Instructions for the task:
Format every line of the listing below as a Markdown table with two columns, "Row" and "Line". Number the rows in order and omit any blank lines.

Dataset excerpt

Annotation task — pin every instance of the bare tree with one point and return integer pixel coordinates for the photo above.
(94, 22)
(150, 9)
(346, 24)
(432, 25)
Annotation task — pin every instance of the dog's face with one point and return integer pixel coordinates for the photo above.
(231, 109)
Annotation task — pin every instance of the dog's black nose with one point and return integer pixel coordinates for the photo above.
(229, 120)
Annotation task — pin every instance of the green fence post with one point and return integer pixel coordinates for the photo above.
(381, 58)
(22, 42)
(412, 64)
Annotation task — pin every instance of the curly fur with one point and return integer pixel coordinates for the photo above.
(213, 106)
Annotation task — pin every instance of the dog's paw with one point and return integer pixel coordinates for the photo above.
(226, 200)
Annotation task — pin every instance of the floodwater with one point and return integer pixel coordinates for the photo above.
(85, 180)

Written response:
| Row | Line |
|---|---|
| 1 | Annotation task — pin every instance of the bare tree with one point and return integer pixel coordinates for the photo above. |
| 2 | (94, 22) |
| 3 | (150, 9) |
| 4 | (346, 24) |
| 5 | (432, 25) |
| 6 | Annotation task — pin every instance of the dog's face with one point and return integer pixel coordinates for the photo above. |
| 7 | (231, 109) |
| 8 | Annotation task — pin every instance of the dog's black nose with one point and return integer pixel coordinates for the photo above. |
| 9 | (229, 120) |
| 10 | Annotation task — pin every instance of the green fence post with one point and return integer pixel coordinates for the photo above. |
| 11 | (381, 58) |
| 12 | (22, 42) |
| 13 | (412, 64) |
| 14 | Annotation task — pin every instance of the curly fur with one point and return integer pixel coordinates for the photo above. |
| 15 | (213, 106) |
| 16 | Annotation task — pin every instance of the dog's paw with one point and return integer pixel coordinates for the photo above. |
| 17 | (226, 200) |
| 18 | Annotation task — pin every instance of the floodwater with one point and return integer pixel coordinates for the photo above. |
| 19 | (85, 180) |